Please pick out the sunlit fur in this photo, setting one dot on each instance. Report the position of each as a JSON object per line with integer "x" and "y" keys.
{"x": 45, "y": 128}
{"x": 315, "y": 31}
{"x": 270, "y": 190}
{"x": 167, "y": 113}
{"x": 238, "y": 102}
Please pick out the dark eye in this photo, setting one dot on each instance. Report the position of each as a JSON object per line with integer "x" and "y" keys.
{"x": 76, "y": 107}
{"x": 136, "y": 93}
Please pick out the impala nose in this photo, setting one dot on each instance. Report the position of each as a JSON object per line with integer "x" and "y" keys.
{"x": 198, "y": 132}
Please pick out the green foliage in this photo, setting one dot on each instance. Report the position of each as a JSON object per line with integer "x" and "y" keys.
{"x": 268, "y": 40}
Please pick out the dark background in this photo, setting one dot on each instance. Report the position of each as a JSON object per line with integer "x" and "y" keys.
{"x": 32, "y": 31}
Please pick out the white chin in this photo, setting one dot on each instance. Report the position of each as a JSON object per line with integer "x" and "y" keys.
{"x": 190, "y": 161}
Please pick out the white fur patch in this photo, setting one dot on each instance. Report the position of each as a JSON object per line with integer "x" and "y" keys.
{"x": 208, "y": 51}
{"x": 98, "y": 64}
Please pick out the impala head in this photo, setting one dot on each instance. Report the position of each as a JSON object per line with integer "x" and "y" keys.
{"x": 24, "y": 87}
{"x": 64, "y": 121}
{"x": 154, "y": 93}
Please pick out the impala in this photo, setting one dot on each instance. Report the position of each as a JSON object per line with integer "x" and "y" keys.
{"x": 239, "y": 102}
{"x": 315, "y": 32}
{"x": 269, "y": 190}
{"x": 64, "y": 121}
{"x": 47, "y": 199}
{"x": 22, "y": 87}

========

▶ Exercise instructions: Copy exactly, word for word, the line with "Please pick out the impala head" through the final line of the listing.

▶ Response to the task:
Please pick out the impala head in this photo, setting one dot on each instance. Report the position of each as a JSON object per line with integer "x" and "y" keys.
{"x": 24, "y": 87}
{"x": 64, "y": 121}
{"x": 154, "y": 93}
Please pick out the impala in this photo, setting one dot on each instance. Report the position of each as a JSON object per line with integer "x" and "y" keys.
{"x": 239, "y": 102}
{"x": 315, "y": 32}
{"x": 269, "y": 190}
{"x": 64, "y": 121}
{"x": 47, "y": 199}
{"x": 22, "y": 87}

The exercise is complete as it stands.